Set exercise 1 –
Answer these questions using the page on CPU FP8 GEMM:
(a) At what size is the block fixed?
(b) About how much memory reduction does FP8 give compared to BFloat16 weights?
(c) What prefetch distance is used to hide memory latency?

==*==

Implementation:Sgl project Sglang CPU GEMM FP8
| Knowledge Sources | |
|---|---|
| Domains | GEMM, Quantization, CPU Compute |
| Last Updated | 2026-02-10 00:00 GMT |
Overview
Implements FP8 (Float8_e4m3fn) weight-only quantized GEMM for CPU inference, where FP8 weights are dequantized to BFloat16 on-the-fly during matrix multiplication.
Description
gemm_fp8.cpp provides the CPU implementation of W8A16 (8-bit weight, 16-bit activation) quantized GEMM using the FP8 (Float8_e4m3fn) data format. This enables approximately 2x memory reduction compared to BFloat16 weights while maintaining BF16 compute precision.
The core unpack_B function dequantizes FP8 weights from VNNI-packed format to BFloat16 using AVX-512 intrinsics:
- Weights are stored in [K/2, N, 2] VNNI layout
- FP8 values are loaded as uint16 pairs via _mm512_loadu_si512
- Conversion pipeline: FP8 -> BF16 (via CVT_FP8_TO_BF16_EXT) -> FP32 (for scaling via CVT_BF16_TO_FP32) -> BF16 (for AMX compute via _mm512_cvtne2ps_pbh)
- Per-tensor scale is applied as float multiplication: _mm512_mul_ps(value, scale * fp8_bias)
- Block size is fixed at 32 (matching AMX tile width)
- Prefetch distance of 64 iterations hides memory latency
Additional helper functions:
- copy_stub: Converts float accumulator results to scalar_t output with SIMD vectorization
- copy_add_stub: Fused bias addition and type conversion in a single pass
The dequantized BFloat16 output is then consumed by standard BF16 AMX brgemm kernels for the actual matrix multiplication.
Usage
Use this GEMM variant when serving models with FP8 quantized weights on CPU. The FP8 weights must be pre-packed in VNNI format. This is the CPU equivalent of GPU FP8 quantization schemes.

==*==

Set exercise 2 –
List every line of the listing that contains the string "shutter". Matching is case-sensitive.

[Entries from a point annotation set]
==*==

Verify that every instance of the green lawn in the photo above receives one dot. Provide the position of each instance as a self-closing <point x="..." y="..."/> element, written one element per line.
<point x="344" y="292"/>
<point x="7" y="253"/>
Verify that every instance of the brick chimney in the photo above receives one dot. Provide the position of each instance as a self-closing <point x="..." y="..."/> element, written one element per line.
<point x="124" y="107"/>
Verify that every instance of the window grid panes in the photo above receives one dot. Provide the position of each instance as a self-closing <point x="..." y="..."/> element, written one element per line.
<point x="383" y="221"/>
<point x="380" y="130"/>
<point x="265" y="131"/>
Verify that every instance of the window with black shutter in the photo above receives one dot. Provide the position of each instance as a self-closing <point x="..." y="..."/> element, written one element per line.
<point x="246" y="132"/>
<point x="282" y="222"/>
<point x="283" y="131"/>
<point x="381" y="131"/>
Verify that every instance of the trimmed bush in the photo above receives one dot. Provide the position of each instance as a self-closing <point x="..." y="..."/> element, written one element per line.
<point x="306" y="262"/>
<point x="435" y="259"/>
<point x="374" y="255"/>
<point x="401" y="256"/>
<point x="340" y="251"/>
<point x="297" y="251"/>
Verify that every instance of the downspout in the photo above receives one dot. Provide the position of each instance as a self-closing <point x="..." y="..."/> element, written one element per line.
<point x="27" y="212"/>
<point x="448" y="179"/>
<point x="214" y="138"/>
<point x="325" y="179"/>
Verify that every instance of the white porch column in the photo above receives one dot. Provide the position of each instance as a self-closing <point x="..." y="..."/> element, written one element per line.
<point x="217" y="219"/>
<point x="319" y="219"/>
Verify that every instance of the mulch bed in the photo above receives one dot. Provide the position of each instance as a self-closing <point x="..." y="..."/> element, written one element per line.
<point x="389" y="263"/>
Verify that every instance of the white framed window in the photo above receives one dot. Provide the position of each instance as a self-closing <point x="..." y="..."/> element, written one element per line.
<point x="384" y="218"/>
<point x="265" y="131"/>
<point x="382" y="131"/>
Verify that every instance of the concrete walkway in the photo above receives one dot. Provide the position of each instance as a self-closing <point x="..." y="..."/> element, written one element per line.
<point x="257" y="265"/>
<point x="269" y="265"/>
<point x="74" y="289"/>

==*==

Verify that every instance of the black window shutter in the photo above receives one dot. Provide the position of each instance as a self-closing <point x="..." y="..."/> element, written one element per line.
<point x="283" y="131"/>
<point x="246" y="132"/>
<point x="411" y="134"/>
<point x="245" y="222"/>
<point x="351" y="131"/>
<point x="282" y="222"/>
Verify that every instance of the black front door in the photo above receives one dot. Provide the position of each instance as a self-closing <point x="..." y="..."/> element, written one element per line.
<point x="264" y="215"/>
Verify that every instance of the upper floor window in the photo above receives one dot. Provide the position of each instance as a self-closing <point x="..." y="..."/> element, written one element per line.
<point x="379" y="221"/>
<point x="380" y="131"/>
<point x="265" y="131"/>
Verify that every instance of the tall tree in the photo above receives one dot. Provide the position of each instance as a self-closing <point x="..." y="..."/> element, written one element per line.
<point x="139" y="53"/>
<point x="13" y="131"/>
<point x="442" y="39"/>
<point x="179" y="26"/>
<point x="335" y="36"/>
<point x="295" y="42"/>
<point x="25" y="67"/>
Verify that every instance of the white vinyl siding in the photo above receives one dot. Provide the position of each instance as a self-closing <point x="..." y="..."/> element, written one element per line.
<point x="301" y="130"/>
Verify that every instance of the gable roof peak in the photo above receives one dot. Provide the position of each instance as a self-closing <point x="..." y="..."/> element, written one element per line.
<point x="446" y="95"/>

==*==

Correct response 1 –
(a) 32, matching the AMX tile width
(b) Approximately 2x
(c) 64 iterations

Correct response 2 –
Verify that every instance of the window with black shutter in the photo above receives one dot. Provide the position of each instance as a self-closing <point x="..." y="..."/> element, written one element per line.
Verify that every instance of the black window shutter in the photo above receives one dot. Provide the position of each instance as a self-closing <point x="..." y="..."/> element, written one element per line.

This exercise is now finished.